**Task A**.
According to the note on partial unification of type constructors, why would the compiler previously have rejected the call foo { x: Int => x * 2 }? Answer in one to three sentences.
**Task B**.
Extend the note on partial unification of type constructors, picking up after its last sentence.

SI-2712 Add support for partial unification of type constructors

[milessabin]

An improvement to type inference for type constructors has been added, enabled by the -Ypartial-unification command line option (also enabled in -Xexperimental mode). This fixes SI-2712 in the way suggested by Paul Chiusano in a comment on the issue. This has many benefits for libraries, such as Cats and Scalaz, which make extensive use of higher-kinded types.

With the feature enabled the following compiles,

def foo[F[_], A](fa: F[A]): String = fa.toString
foo { x: Int => x * 2 }

with the type variable F[t] solved as Int => t and the type variable A solved as Int. Previously the compiler would have rejected this programme because,

• The type parameter F of foo is a type constructor with a single type parameter, also known as kind * -> *.
• The provided type, Int => Int, which is a synonym for Function1[Int, Int], has an outer type constructor with two type parameters, or kind * -> * -> *.

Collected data
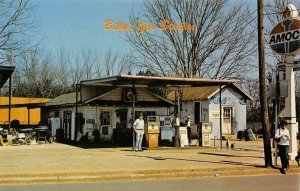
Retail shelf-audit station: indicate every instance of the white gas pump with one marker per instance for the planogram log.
(167, 131)
(206, 130)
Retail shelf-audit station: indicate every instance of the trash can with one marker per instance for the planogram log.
(153, 131)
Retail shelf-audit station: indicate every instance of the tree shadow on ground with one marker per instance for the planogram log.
(228, 155)
(199, 161)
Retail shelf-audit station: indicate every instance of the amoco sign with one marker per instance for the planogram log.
(285, 36)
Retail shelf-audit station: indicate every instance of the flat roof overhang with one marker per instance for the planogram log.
(150, 81)
(5, 73)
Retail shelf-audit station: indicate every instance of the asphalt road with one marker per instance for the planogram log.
(244, 183)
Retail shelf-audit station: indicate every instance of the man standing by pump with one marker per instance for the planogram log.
(138, 127)
(282, 137)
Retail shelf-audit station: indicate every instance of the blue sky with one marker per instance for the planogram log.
(77, 25)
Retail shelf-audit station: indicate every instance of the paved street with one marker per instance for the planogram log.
(60, 163)
(245, 183)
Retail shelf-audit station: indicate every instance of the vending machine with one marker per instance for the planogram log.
(205, 132)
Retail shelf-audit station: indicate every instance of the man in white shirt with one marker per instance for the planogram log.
(283, 134)
(138, 126)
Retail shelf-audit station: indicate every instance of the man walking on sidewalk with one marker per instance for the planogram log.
(138, 126)
(283, 135)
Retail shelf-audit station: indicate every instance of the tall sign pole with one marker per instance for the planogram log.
(262, 86)
(9, 91)
(284, 40)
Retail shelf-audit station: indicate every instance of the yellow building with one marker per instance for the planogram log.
(19, 110)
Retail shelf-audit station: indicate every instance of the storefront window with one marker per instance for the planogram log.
(105, 117)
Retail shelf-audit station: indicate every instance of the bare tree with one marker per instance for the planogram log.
(219, 47)
(15, 22)
(274, 14)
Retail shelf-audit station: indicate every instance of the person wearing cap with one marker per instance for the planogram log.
(283, 134)
(138, 126)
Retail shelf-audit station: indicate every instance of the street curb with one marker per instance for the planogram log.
(138, 175)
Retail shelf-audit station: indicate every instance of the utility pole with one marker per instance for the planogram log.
(262, 86)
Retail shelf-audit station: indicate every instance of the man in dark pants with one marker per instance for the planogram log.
(189, 128)
(283, 134)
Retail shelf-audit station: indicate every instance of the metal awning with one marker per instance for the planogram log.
(150, 81)
(5, 73)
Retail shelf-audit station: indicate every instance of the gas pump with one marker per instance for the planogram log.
(153, 131)
(167, 131)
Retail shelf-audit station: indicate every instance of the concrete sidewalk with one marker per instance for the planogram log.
(56, 162)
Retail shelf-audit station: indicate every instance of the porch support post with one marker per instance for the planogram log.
(220, 101)
(28, 115)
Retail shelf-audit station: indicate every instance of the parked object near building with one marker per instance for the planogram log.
(26, 110)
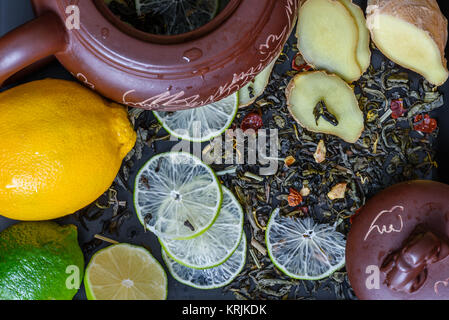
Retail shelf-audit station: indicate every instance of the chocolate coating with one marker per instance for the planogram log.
(398, 246)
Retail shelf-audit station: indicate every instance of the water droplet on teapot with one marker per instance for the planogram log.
(104, 33)
(192, 54)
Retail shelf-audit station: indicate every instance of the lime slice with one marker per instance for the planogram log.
(177, 196)
(303, 249)
(215, 245)
(175, 17)
(203, 123)
(212, 278)
(125, 272)
(255, 88)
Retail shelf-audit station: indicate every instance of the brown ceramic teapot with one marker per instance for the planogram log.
(153, 71)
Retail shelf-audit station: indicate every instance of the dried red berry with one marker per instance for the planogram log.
(397, 108)
(304, 210)
(425, 123)
(252, 121)
(294, 198)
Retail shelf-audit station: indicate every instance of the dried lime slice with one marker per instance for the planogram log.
(203, 123)
(212, 278)
(215, 245)
(125, 272)
(177, 196)
(303, 249)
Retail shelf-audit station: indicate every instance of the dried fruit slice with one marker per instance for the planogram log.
(177, 196)
(411, 33)
(203, 123)
(328, 38)
(303, 249)
(125, 272)
(215, 245)
(212, 278)
(325, 103)
(363, 48)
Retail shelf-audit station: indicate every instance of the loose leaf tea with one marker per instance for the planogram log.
(166, 17)
(390, 150)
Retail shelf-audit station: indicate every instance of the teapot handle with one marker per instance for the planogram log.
(31, 42)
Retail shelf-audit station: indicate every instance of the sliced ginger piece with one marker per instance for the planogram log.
(411, 33)
(309, 91)
(363, 46)
(328, 38)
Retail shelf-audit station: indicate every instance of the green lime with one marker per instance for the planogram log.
(177, 196)
(40, 261)
(211, 278)
(202, 123)
(303, 249)
(215, 245)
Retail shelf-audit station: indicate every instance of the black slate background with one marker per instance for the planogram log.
(15, 12)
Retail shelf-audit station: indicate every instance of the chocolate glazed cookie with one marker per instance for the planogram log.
(398, 246)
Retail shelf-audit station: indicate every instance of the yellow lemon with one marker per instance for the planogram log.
(61, 146)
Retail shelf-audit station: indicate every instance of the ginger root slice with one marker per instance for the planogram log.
(411, 33)
(363, 46)
(328, 38)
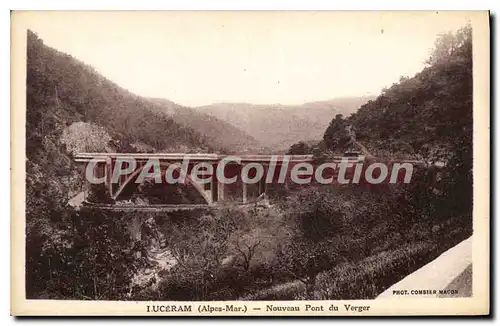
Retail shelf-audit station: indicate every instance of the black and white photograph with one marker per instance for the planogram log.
(285, 162)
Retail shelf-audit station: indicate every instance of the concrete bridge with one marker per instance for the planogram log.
(212, 192)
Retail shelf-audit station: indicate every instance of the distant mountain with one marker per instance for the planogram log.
(279, 126)
(220, 134)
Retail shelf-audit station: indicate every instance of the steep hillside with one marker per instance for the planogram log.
(219, 133)
(279, 126)
(428, 115)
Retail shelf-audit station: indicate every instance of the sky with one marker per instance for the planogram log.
(199, 58)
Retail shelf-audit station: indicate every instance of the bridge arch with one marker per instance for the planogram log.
(131, 177)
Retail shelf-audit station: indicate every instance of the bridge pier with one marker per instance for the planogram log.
(245, 191)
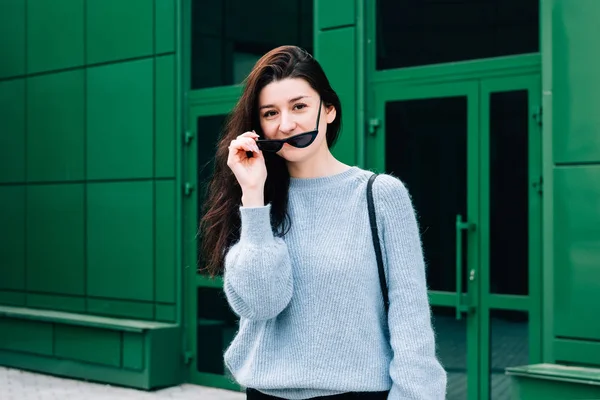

**Final result A**.
The type parameter F of foo is a type constructor with a single type parameter, of kind * -> *. The provided type, Int => Int (a synonym for Function1[Int, Int]), has an outer type constructor with two type parameters, of kind * -> * -> *.

**Final result B**.
• The type inference algorithm required that the kinds of type parameters and their corresponding type arguments must be the same.

Partial unification solves this problem by treating outer type constructors at call sites as partially applied. In the example above, the compiler does the equivalent of creating a local type alias with the correct kind and using that at the call site,

type Partial[t] = Int => t 
foo[Partial, Int] { x: Int => x * 2 }

Partial has the same kind as the type argument F of foo and so this compiles successfully.

The implementation partially applies type constructors from left to right, leaving the rightmost type parameters free. This works well with binary type constructors with a natural right bias, such as Either, Xor in Cats and Scalaz's disjunction. For example a map operation defined with the signature illustrated below will naturally map over the value of the righthand type, corresponding to validity, whilst leaving the value of the lefthand type untouched,

def map[F[_], A, B](fa: F[A])(f: A => B): F[B] = ...
val right: Either[String, Int] = Right(23)
val left: Either[String, Int] = Left("Invalid")
map(right)(_ + 1) // yields Right(24)
map(left)(_ + 1) // yields Left("Invalid")

An article by Daniel Spiewak expands on the consequences of this strategy.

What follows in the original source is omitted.